Image object location entries
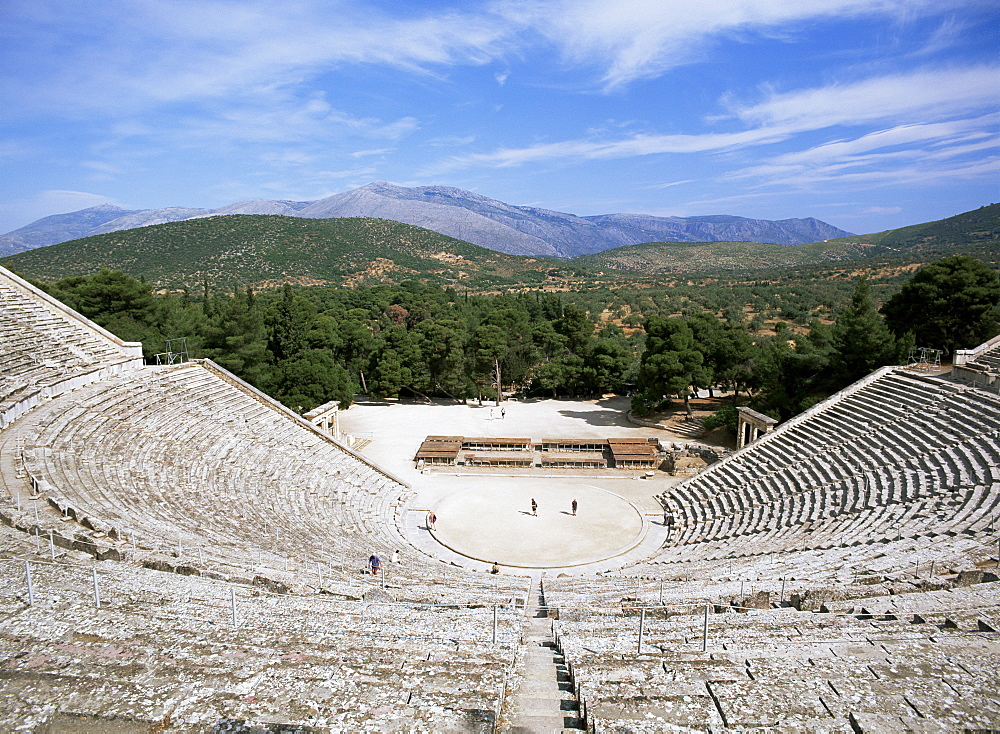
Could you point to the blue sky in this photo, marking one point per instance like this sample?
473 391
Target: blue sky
868 114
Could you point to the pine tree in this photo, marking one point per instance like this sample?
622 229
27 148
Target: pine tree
861 340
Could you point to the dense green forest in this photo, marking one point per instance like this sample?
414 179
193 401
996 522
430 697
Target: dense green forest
760 340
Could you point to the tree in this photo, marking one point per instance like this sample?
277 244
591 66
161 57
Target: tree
237 339
289 322
312 378
670 365
860 339
949 304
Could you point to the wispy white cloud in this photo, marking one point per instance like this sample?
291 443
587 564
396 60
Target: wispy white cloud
370 152
150 52
923 94
920 95
635 39
23 211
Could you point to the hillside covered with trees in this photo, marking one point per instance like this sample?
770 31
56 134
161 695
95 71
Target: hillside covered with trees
308 345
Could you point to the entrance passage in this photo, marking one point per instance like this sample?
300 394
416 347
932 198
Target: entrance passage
496 524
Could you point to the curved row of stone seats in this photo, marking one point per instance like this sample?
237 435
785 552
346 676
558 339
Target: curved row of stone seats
784 669
47 349
189 462
934 442
162 651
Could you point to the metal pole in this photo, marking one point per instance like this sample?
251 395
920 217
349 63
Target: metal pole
642 624
31 590
704 632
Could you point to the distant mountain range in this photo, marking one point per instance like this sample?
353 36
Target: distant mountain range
464 215
266 251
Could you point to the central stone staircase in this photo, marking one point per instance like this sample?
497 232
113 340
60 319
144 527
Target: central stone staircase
541 698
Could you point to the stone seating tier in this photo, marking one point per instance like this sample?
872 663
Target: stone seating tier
292 661
186 463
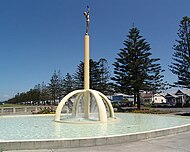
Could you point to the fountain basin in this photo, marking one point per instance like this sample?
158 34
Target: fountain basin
40 131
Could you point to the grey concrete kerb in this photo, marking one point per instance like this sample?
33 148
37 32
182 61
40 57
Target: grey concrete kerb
85 142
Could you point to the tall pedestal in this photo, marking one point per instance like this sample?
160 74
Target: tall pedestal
86 76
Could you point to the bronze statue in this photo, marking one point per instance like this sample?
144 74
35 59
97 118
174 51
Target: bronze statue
87 15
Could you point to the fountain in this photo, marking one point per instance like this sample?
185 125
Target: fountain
42 132
87 94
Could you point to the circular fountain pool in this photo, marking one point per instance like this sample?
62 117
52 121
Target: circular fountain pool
43 128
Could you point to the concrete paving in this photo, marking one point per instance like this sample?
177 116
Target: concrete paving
172 143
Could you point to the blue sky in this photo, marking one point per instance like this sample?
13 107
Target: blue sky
40 36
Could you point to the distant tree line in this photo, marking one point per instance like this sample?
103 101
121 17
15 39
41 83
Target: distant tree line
135 70
59 85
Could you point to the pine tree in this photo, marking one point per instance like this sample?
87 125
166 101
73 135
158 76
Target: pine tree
181 57
56 86
104 84
134 70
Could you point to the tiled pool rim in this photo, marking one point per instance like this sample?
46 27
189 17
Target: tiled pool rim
90 141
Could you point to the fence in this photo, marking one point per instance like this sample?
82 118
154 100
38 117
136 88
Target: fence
21 110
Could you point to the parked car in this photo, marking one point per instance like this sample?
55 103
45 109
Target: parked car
121 105
161 105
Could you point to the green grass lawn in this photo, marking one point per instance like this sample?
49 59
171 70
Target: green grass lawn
12 105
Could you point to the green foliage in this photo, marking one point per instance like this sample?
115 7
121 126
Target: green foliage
134 69
181 57
56 86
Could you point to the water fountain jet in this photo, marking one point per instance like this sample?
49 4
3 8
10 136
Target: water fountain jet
101 100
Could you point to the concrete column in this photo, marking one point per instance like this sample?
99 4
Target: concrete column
86 76
86 62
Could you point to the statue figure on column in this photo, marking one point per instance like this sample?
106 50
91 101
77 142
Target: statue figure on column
87 15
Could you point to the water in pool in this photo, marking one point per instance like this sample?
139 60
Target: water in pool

▸ **WHAT THE EXERCISE ASKS**: Would you return the data exactly as written, without the pictures?

▸ **WRITTEN RESPONSE**:
Could you point to the blue sky in this photo, marking one point per instance like this sample?
473 391
Target: blue sky
868 114
Could you point to the pine tree in this photo, marking one point per instance like this sample?
622 229
27 148
Target: pine tree
861 340
Could you point to the dense green forest in this photo, marking one point per instance like this sample?
414 179
193 401
996 522
430 697
Target: dense green forest
760 340
Could you point to the tree in this photo, marking one point per instance like this sample?
277 244
591 66
161 57
Target: tree
237 339
289 322
312 378
670 365
860 339
949 304
Could you point to the wispy white cloud in this photo, marking one point per instance like this sample?
291 443
587 564
396 60
Target: wispy white cloud
370 152
150 52
923 94
920 95
635 39
23 211
Could you point to the hillside covered with trees in this photo, marking one point per instance like this sample?
770 31
56 134
161 695
95 71
Target: hillside covered with trees
308 345
Could you point to the entrance passage in this photo, marking one point per instance like this sample?
300 394
416 347
932 198
Target: entrance passage
496 524
Could you point to the curved row of stone seats in this photo, marking one point per instance like this sample?
237 435
785 552
346 676
558 339
Target: curved row of stone seats
784 669
47 349
189 462
934 442
162 651
Could you point to the metal pole in this photo, marking one point per instance like this sample?
251 395
920 217
349 63
Target: metal pole
642 624
31 590
704 632
Could you point to the distant mountain range in this photo, marking one point per instance like this sample?
353 36
Target: distant mountain range
464 215
266 251
Could you point to the central stone staircase in this photo, marking one point per instance like this sample?
497 232
113 340
60 319
144 527
Target: central stone staircase
541 698
Could you point to the stone seating tier in this photo, marking one point per instance like this sample?
872 663
Target: stone seating tier
292 661
186 463
Could you point to the fountain basin in this photo, marking one point per instance like this sample?
158 34
Target: fountain basin
40 131
Could you point to the grey concrete kerb in this photo, marking one point per instance like this sample?
33 148
37 32
182 61
40 57
Target: grey concrete kerb
85 142
Could you point to the tall pedestal in this photo, marking one point per instance like this sample?
160 74
Target: tall pedestal
86 76
Could you point to the bronze statue in this photo, marking one point per instance like this sample?
144 74
35 59
97 118
174 51
Target: bronze statue
87 15
Could you point to the fountain in this photo, marking one point per instance like this sample?
185 125
Target: fountain
42 132
87 94
Could you point to the circular fountain pool in this photo, marking one point per instance like this sample?
62 117
52 121
Target: circular fountain pool
43 128
Could you point to the concrete paving in this photo, marking one point per instance like this sample?
177 116
Target: concrete paving
172 143
Could you point to the blue sky in this photo, marking one point per instance like this sample?
13 107
Target: blue sky
40 36
Could you point to the distant tree line in this photo, marking one point per instance like this sample?
103 101
121 17
15 39
41 83
Target: distant tree line
135 70
59 85
Could you point to the pine tree in this photo, marking one point per instance like this sample?
87 125
166 101
73 135
158 76
Target: pine tree
181 57
56 86
104 84
134 70
Could you point to the tiled pool rim in this photo, marking one point per instance like this sample?
46 27
189 17
Target: tiled pool rim
90 141
Could you point to the fence in this photo, marking one point per instance like this sample?
82 118
154 100
38 117
136 88
Target: fence
21 110
Could you point to the parked car in this photo, marking one point per instance like this sample?
55 103
45 109
Target: parked car
121 105
161 105
Could you point to the green grass lawn in this photo, marking one point per instance like this sample?
49 59
171 70
Target: green grass lawn
12 105
Could you point to the green foliage in this photo, marking one point per instance like this sample?
115 7
121 126
Target: green foliage
134 69
181 57
56 86
Could you point to the water fountain jet in this photo, marking one point per instance like this sample?
49 4
3 8
10 136
Target: water fountain jet
101 100
Could you point to the concrete column in this photo, marking one point per instance like this sample?
99 4
Target: concrete column
86 76
86 62
Could you point to the statue figure on column in this photo, marking one point per instance like this sample?
106 50
91 101
77 142
Target: statue figure on column
87 15
Could you point to the water in pool in this photo, marking one point per instance like this sample?
139 60
Target: water in pool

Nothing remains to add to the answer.